▶ [Dostarczony fragment]:
◇ ◇ ◇ ◇ ◇ ◇ ◇

Nasze zdrowie duchowe a „nerki”
1. Dlaczego jesteśmy zadowoleni, gdy mamy sprawne nerki?
DOBRE zdrowie fizyczne w znacznej mierze jest uzależnione od stanu nerek. Im dłużej żyjemy, tym lepiej sobie to uświadamiamy. Nerki potrafią mocno dać nam odczuć swoją obecność w naszych ciałach, sprawiając silne bóle w razie jakichś zaburzeń w ich czynnościach. Stwierdzamy wtedy, że trudno nam wstawać i chodzić prosto. A mimo to ze względu na zdrowie całego organizmu nikt nie chciałby stracić nawet jednej nerki. Ciężkie uszkodzenie obu nerek albo ich utrata oznacza dla nas śmierć. Jakże jesteśmy radzi, jeśli posiadamy je i jeśli obie dobrze pracują!
2. Dlaczego często wskazane bywa zbadanie nerek? Z jakim zdrowiem Biblia kojarzy nerki?
2 Wizyta u lekarza często pociąga za sobą gruntowne zbadanie pracy nerek. Ponieważ w tak dużej mierze zależy od nich zdrowie ciała, więc musi być sprawdzone ich funkcjonowanie. Wiadomo o tym w medycynie, odkąd poznano anatomię ciała ludzkiego. Dawno temu pewien król myślący kategoriami naukowca spisał sporo mądrych przysłów. Miał przy tym oczywiście coś do powiedzenia o sercu, wątrobie, nerkach i kościach. Słusznie zaznaczył: „Serce spokojne jest życiem ciała, próchnicą kości — zazdrość” (Prz. 14:30, Poz). Wspomniał też o radosnym uczuciu, jakie człowiek może doznawać w nerkach (Prz. 23:16, Poz). Już w bardzo odległej przeszłości kojarzono nerki nie tylko z fizycznym, ale także duchowym samopoczuciem. A przecież stan zdrowia duchowego jest ważniejszy; zasługuje, by nad nim czuwać.
3. O jakim cudzie ciała ludzkiego wspomniał psalmista z wdzięczności dla Stwórcy w Psalmie 139:12-14?
3 Nerki zaliczają się do najbardziej godnych uwagi cudów ciała ludzkiego. Wymieniono je celowo w pieśni skomponowanej przez króla Dawida z Jeruzalem. Przejęty wdzięcznością do Stwórcy powiedział on: „Nawet wówczas ciemności nie będą ciemne, a noc będzie świecić jak dzień. Ciemność jest dla Ciebie jak światłość. Albowiem ukształtowałeś moje nerki i utkałeś mnie w łonie mojej matki. Sławię Cię, albowiem cudownie mnie stworzyłeś, a dzieła Twoje są przedziwne, i wie o tym dusza moja”. — Ps. 139:12-14, Brandstaetter.

◇ ◇ ◇ ◇ ◇ ◇ ◇

▶ [Wymagania zadań]:
1 – Przepisz fragment od słów "DOBRE zdrowie fizyczne" do słów "obie dobrze pracują!" włącznie i zastąp w nim "silne bóle" wyrażeniem "dotkliwe bóle".
2 – Wymień wszystkie części ciała, o których według fragmentu miał coś do powiedzenia król spisujący przysłowia.

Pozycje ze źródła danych
◇ ◇ ◇ ◇ ◇ ◇ ◇

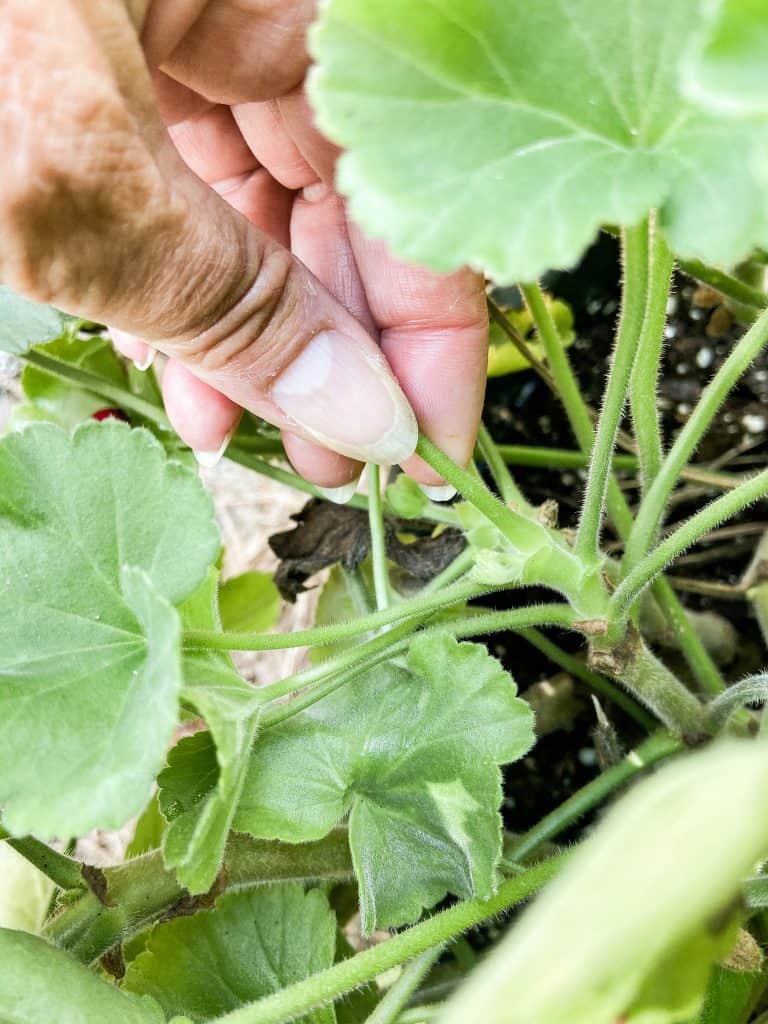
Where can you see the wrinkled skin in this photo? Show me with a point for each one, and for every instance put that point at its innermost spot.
(160, 166)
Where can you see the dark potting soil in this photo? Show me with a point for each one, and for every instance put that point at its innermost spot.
(521, 410)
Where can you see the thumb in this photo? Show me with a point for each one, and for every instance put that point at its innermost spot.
(100, 217)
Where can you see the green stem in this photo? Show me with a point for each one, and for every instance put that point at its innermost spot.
(97, 385)
(322, 988)
(142, 890)
(502, 477)
(700, 664)
(635, 253)
(388, 1010)
(62, 870)
(645, 372)
(322, 680)
(524, 455)
(729, 286)
(597, 683)
(378, 542)
(323, 635)
(660, 745)
(691, 530)
(654, 502)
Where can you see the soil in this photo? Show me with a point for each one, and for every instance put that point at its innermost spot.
(521, 410)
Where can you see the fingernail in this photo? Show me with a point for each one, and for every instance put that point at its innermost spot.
(147, 360)
(442, 494)
(342, 495)
(346, 398)
(210, 459)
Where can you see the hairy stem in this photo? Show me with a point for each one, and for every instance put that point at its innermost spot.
(96, 385)
(660, 745)
(502, 477)
(597, 683)
(322, 988)
(388, 1011)
(142, 890)
(323, 635)
(62, 870)
(378, 543)
(700, 664)
(635, 253)
(644, 374)
(654, 502)
(691, 530)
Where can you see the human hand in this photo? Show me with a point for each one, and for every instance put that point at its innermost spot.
(178, 235)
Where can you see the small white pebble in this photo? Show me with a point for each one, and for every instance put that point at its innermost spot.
(705, 357)
(754, 423)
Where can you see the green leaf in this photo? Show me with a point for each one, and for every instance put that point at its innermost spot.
(504, 134)
(25, 892)
(249, 603)
(40, 984)
(24, 324)
(252, 943)
(99, 537)
(726, 70)
(58, 401)
(659, 876)
(200, 788)
(412, 756)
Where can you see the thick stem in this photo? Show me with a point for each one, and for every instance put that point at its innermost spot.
(322, 988)
(648, 679)
(598, 684)
(729, 286)
(635, 252)
(576, 408)
(509, 491)
(388, 1011)
(142, 890)
(653, 504)
(425, 603)
(378, 543)
(645, 372)
(691, 530)
(593, 794)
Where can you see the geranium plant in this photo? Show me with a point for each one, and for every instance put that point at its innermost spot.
(505, 135)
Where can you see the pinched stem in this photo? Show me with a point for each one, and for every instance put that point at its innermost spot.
(660, 745)
(378, 542)
(654, 502)
(645, 372)
(691, 530)
(321, 636)
(326, 986)
(635, 253)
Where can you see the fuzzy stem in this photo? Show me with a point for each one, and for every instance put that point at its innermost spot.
(700, 664)
(323, 635)
(663, 744)
(322, 988)
(62, 870)
(388, 1011)
(119, 396)
(597, 683)
(644, 374)
(691, 530)
(654, 502)
(635, 252)
(726, 284)
(509, 491)
(378, 543)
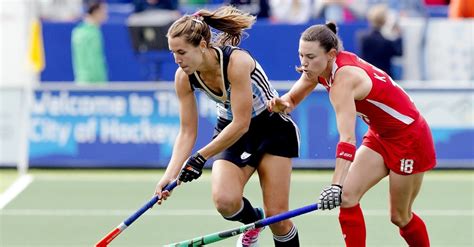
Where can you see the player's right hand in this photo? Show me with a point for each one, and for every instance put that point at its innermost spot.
(192, 168)
(278, 105)
(163, 195)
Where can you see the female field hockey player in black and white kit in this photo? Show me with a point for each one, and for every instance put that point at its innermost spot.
(247, 136)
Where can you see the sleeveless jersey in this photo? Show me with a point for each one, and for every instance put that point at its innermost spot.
(262, 90)
(387, 107)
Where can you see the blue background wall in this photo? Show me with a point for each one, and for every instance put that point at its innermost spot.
(274, 46)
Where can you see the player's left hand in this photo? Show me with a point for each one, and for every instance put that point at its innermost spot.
(192, 168)
(330, 197)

◇ ◇ ◇ ◇ ◇ ◇ ◇

▶ [Wyniki]:
1 –
DOBRE zdrowie fizyczne w znacznej mierze jest uzależnione od stanu nerek. Im dłużej żyjemy, tym lepiej sobie to uświadamiamy. Nerki potrafią mocno dać nam odczuć swoją obecność w naszych ciałach, sprawiając dotkliwe bóle w razie jakichś zaburzeń w ich czynnościach. Stwierdzamy wtedy, że trudno nam wstawać i chodzić prosto. A mimo to ze względu na zdrowie całego organizmu nikt nie chciałby stracić nawet jednej nerki. Ciężkie uszkodzenie obu nerek albo ich utrata oznacza dla nas śmierć. Jakże jesteśmy radzi, jeśli posiadamy je i jeśli obie dobrze pracują!

2 – serce, wątroba, nerki, kości